Write out every line of the data below exactly as given.

○ ○ ○

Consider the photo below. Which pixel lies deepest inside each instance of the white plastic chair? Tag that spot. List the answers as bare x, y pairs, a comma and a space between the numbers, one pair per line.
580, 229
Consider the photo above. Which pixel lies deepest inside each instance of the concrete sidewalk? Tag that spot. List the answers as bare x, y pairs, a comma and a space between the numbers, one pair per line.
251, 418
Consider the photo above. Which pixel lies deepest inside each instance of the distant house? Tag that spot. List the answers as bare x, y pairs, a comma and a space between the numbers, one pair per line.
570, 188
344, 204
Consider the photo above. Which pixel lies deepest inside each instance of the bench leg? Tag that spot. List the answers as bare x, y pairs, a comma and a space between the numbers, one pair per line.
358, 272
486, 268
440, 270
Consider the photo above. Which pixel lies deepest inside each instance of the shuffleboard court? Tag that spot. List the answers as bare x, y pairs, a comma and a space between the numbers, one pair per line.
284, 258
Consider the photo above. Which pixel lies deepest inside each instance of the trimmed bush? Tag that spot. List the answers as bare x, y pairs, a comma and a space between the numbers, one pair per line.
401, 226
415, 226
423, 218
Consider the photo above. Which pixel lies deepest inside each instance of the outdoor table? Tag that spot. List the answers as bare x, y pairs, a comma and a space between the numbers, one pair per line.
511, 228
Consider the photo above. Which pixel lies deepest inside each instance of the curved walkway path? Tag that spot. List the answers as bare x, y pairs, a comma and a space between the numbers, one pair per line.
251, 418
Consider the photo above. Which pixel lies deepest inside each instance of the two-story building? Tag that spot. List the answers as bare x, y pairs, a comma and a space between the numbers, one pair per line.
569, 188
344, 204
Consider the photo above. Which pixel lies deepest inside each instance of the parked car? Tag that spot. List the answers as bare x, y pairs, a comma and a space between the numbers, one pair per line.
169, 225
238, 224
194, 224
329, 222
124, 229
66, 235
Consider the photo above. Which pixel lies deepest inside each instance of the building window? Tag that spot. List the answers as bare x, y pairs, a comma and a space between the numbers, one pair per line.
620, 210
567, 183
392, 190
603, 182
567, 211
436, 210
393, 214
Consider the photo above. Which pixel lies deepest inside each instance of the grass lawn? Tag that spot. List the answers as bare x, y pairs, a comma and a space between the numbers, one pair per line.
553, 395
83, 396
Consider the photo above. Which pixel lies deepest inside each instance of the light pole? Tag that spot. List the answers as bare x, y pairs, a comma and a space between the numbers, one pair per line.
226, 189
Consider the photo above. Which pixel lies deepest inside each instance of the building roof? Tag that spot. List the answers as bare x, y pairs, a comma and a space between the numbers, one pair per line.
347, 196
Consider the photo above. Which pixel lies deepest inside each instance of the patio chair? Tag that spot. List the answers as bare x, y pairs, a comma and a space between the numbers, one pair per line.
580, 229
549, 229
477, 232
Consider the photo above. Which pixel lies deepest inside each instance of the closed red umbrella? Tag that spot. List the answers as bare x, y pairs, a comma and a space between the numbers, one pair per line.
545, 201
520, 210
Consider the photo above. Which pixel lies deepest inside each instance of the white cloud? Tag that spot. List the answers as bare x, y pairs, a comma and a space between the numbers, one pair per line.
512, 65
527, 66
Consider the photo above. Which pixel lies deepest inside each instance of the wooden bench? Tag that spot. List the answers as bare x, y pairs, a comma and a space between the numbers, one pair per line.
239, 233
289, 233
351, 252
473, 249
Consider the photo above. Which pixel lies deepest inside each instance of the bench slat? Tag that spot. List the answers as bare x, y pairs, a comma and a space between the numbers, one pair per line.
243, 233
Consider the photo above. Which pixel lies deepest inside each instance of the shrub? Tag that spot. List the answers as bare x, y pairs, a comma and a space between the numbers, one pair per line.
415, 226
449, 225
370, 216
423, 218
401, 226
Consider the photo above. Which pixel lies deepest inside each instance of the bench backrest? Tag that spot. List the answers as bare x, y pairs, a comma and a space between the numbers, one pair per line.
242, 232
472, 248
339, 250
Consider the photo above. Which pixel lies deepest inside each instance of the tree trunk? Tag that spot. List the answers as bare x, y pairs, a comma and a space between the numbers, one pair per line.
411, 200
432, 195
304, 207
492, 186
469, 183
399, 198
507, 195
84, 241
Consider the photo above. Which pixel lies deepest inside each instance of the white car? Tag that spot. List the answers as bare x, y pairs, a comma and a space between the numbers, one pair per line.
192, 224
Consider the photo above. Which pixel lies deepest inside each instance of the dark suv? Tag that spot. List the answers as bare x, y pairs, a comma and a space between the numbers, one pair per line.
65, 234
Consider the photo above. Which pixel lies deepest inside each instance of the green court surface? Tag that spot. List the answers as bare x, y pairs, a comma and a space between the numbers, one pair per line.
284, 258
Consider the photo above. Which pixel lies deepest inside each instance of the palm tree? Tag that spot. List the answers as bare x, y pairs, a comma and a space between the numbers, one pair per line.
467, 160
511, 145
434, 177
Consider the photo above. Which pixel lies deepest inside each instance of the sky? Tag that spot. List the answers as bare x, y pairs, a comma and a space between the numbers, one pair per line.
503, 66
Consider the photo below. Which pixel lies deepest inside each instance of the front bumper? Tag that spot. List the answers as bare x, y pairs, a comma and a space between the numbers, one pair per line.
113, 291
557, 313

○ ○ ○

**EXERCISE OUTPUT:**
Consider the photo below. Which pixel lies deepest inside each instance of the white plastic chair? Tag that spot. List the answers as bare x, y pairs, a comma and a space between the numbers, one pair per line.
580, 229
Consider the photo above. Which pixel lies deepest inside each instance of the concrete sidewalk? Tag that spot. List the answers as bare x, y pairs, a comma and a space between the numbers, one pair per line.
251, 418
Consider the photo above. Which pixel lies deepest inside each instance of the distant house? Tag that spot. List the answers as bare x, y pairs, a comma and a space between the numbers, one pair per line.
570, 188
344, 204
Consider the photo above. Which pixel lies deepest inside each instance of the bench leg? Tag that spot. List the answers as bare x, y pairs, a comma and a space between the numbers, one pair per line.
358, 272
486, 268
440, 270
Consider the photo above. Which pixel lies deepest inside each instance of the shuffleboard court? Tag that spot. List the answers as bare x, y pairs, a comma and a space between the numbers, one pair per line.
284, 258
Consider the photo above. Which pixel lies deepest inside each instance of the trimmed bush? Tag that spot. List the answers as bare x, y pairs, a comma and a space between the numbers, one pair per line.
401, 226
415, 226
423, 218
Consider the photo above. Which pixel lies deepest inside each instance of the outdoor table? Tag that spot. List the answers as bare x, y pairs, a comma and a space between the numbers, one pair per line.
511, 228
Consider the photo above. Which pixel lies deepest inside each instance of the curved walkway path? Tag that spot. List the answers as bare x, y pairs, a comma and a space between the numbers, one pair per line.
251, 418
Consider the photo above. Which pixel lies deepest inside each instance of the two-story building? Tag that spot. List the answers as bare x, y pairs, a comma and a space between the numbers, one pair per line.
569, 188
344, 204
Consider the photo above. Which pixel lies deepest inside each instance of the parked car? Tag that spot. List the answers as bare x, y pairs, a comma and a space between the numbers, one pair per line.
169, 225
238, 224
194, 224
329, 222
124, 229
66, 235
Consider the photo above. Which pixel lies deepest inside each instance of the building window? Tag that spot. List the answers as bare x, y pairs, a comma and a space between the numbers, one pair per line.
620, 210
567, 183
392, 190
603, 182
567, 211
436, 210
393, 214
Consider the photo above. Which pixel lies deepest inside each instance of the grass lawn? Tag that spot. List the answers as bare x, y pairs, a comma and a space between the numbers, one pair per line.
553, 395
83, 396
Consider the photo above. Which pixel lies deepest inside each instance of the light pole? Tag that spot. List the answers as bare x, y pairs, a comma and a space between the numbers, one pair per line.
226, 189
Consider the photo above. Which pixel lies deepest inside each instance of the building roof? Tag that spot. List the answers as bare x, y pairs, a comma and a space between the numbers, one pair per line.
347, 196
Consider the photo above. Which pixel lies deepest inside each instance of the patio chair? Tag that spot. List the answers as bare x, y pairs, a comma and a space between the numbers, one pair per line.
580, 229
549, 229
477, 232
Consider the photo above. Which pixel lies deepest inside each instance of the closed red umbrella? Tag that spot. List the answers as bare x, y pairs, a comma and a space between the numbers, one pair per line.
545, 201
520, 210
Consider the photo above. Which pixel lies deepest inside each instance of the white cloud? Tag that spot. List the answers as bare x, y pairs, a comma and a space between the numbers, one pair per line.
512, 65
527, 66
Consider the photo above. Which pixel lies deepest inside each instance of the wooden bench? Tag that spot. List the answers as bare x, y pairs, a comma and a space between the numbers, one pair per line.
239, 233
289, 233
351, 252
473, 249
Consider the photo above. Which pixel lies deepest inside each instance of the bench slat? Tag that spot. List the answers as bare x, y pairs, a comma and a space between the numbers, one pair per line.
243, 233
Consider the photo above. Which pixel lies deepest inside each instance of the shrub? Tag that spot. List the answers as bare x, y pairs, a comma and a space between the numbers, one pair per line.
415, 226
449, 225
370, 216
423, 218
401, 226
Consider the photo above. Which pixel lies deepest inside each instance of the bench backrest? Tag that spot. List the answers as bare x, y pairs, a comma and a space between the numbers, one pair per line.
242, 232
472, 248
339, 250
Consider the photo above. Which pixel lies deepest inside each instance of the tree trunk? Tag that spot. List the answers as bare x, y pairs, a comma and a space between the numbers, one pair per line.
411, 200
432, 195
304, 207
492, 186
469, 183
399, 198
507, 195
84, 241
Consider the photo above. Which pixel lies deepest inside each instance of the white car? Tag that spot. List the answers as bare x, y pairs, a comma and a space between the numbers, one pair per line.
192, 224
Consider the photo above. Which pixel lies deepest inside each instance of the dark suv? Tag that spot. List the answers as bare x, y pairs, a comma and a space between the numbers, one pair per line.
65, 234
Consider the photo above. Which pixel lies deepest inside each instance of the green court surface? Tag that spot. List the answers as bare x, y pairs, a comma and a space between the numbers, one pair per line.
284, 258
Consider the photo above. Which pixel lies deepest inside each instance of the palm tree? Tag that spot. List the answers as bare x, y pairs, a comma and a space between the numbers, one pair per line.
467, 160
511, 145
434, 177
Consider the photo above. Which pixel lies deepest inside each instance of the sky? Tag that spot. List the answers as bare x, y pairs, a comma and a space between the numbers, one pair per line.
503, 66
Consider the photo below. Which pixel lies deepest inside each instance of the front bumper? Tag that spot. List the answers as bare x, y pairs, a comma and a space between the numbers, one pair per line.
113, 291
557, 313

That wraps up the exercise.